■ **DOSTARCZONY MATERIAŁ**:
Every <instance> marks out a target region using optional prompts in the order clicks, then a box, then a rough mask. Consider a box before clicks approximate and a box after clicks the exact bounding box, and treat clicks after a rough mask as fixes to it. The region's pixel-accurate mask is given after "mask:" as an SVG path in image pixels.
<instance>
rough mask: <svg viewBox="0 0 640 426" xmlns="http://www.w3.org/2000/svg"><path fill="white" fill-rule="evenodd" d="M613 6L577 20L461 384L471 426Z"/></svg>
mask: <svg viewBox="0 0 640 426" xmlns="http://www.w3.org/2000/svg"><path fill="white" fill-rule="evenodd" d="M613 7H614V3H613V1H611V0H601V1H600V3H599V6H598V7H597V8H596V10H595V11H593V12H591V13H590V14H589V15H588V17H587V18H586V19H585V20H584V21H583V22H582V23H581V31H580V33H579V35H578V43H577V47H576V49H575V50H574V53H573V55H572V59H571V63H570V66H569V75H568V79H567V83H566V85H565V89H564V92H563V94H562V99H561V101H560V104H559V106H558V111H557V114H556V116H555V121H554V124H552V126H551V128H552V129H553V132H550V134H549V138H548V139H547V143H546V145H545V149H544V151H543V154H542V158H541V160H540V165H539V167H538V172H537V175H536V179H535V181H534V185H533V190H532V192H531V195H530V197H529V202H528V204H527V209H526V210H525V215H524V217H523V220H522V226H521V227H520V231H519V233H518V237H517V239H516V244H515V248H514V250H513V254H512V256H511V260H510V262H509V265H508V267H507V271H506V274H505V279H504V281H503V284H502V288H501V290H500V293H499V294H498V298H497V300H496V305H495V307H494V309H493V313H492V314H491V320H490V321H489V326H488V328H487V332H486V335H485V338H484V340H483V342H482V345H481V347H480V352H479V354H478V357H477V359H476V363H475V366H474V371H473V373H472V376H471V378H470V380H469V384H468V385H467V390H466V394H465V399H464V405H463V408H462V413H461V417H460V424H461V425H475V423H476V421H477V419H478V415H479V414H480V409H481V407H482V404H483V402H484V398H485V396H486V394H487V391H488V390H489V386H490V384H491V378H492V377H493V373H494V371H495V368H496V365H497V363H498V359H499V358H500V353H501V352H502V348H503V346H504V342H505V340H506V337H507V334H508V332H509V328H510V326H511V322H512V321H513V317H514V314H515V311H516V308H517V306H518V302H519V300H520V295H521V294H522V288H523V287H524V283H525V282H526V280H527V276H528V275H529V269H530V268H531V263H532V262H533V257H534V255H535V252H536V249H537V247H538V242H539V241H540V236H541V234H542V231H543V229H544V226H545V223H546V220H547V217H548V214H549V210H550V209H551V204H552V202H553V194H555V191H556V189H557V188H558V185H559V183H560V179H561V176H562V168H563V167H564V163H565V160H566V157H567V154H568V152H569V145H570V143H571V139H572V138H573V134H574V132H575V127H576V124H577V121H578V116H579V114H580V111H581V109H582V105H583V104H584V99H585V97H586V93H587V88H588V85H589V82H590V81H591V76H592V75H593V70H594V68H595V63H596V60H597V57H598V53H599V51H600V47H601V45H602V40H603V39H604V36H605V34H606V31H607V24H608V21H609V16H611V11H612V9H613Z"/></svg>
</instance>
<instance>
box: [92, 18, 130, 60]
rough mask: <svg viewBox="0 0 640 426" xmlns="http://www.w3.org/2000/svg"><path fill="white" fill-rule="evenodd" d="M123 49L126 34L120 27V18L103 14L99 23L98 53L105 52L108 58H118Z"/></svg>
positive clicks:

==

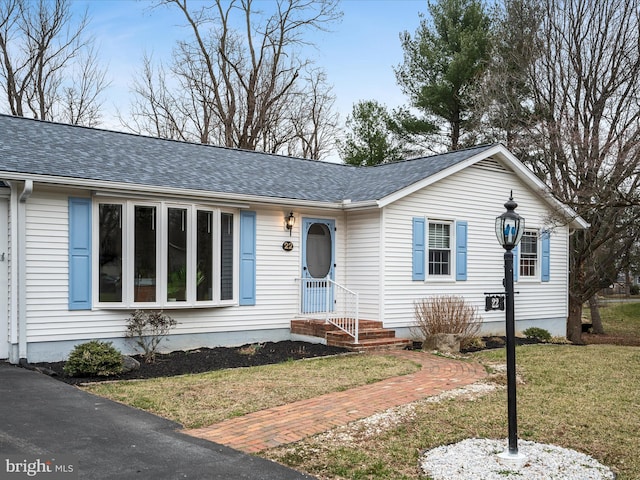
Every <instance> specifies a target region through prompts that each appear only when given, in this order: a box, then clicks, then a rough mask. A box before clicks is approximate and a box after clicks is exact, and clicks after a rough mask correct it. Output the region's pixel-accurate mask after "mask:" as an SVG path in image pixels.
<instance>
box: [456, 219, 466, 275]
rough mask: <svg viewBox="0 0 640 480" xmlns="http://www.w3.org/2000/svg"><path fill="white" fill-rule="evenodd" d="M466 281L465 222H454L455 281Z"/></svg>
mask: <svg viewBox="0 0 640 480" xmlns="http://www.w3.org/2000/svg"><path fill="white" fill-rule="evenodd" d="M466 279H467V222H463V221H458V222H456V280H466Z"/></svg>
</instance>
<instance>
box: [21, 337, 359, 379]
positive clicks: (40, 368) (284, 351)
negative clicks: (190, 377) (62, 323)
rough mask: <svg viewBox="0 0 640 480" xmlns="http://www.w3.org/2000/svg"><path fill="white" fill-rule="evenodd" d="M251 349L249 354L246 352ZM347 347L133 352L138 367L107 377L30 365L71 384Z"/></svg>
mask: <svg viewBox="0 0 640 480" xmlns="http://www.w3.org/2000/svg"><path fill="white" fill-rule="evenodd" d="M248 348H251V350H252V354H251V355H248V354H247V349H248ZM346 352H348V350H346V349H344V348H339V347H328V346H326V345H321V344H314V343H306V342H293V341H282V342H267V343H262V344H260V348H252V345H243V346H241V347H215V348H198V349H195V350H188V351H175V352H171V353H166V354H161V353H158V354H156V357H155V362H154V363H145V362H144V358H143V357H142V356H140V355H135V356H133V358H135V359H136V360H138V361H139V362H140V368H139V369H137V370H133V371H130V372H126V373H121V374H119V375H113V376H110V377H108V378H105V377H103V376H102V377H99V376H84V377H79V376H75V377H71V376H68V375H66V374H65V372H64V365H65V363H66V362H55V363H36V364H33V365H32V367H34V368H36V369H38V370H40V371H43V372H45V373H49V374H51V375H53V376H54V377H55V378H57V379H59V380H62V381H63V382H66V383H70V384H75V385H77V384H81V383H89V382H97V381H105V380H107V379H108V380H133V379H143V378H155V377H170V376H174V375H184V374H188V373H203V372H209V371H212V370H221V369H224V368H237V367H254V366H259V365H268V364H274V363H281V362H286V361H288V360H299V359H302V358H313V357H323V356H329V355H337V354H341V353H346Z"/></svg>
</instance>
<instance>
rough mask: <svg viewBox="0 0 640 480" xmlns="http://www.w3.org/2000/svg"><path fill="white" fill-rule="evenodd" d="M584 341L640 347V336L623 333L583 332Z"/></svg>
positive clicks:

■ **SPOSÓB WYKONANIA**:
Zaktualizuj wiersze, zaczynając od tego, który zawiera „Every <instance> marks”, i kończąc na tym, który zawiera „6L577 20L461 384L471”. Zamień w nich „approximate” na „imprecise”, a resztę pozostaw bez zmian.

■ **ODPOWIEDŹ PISEMNA**:
Every <instance> marks out a target region using optional prompts in the order clicks, then a box, then a rough mask. Consider a box before clicks imprecise and a box after clicks the exact bounding box, and treat clicks after a rough mask as fixes to it. The region's pixel-accurate mask is given after "mask:" as an SVG path in image pixels.
<instance>
rough mask: <svg viewBox="0 0 640 426" xmlns="http://www.w3.org/2000/svg"><path fill="white" fill-rule="evenodd" d="M613 6L577 20L461 384L471 426Z"/></svg>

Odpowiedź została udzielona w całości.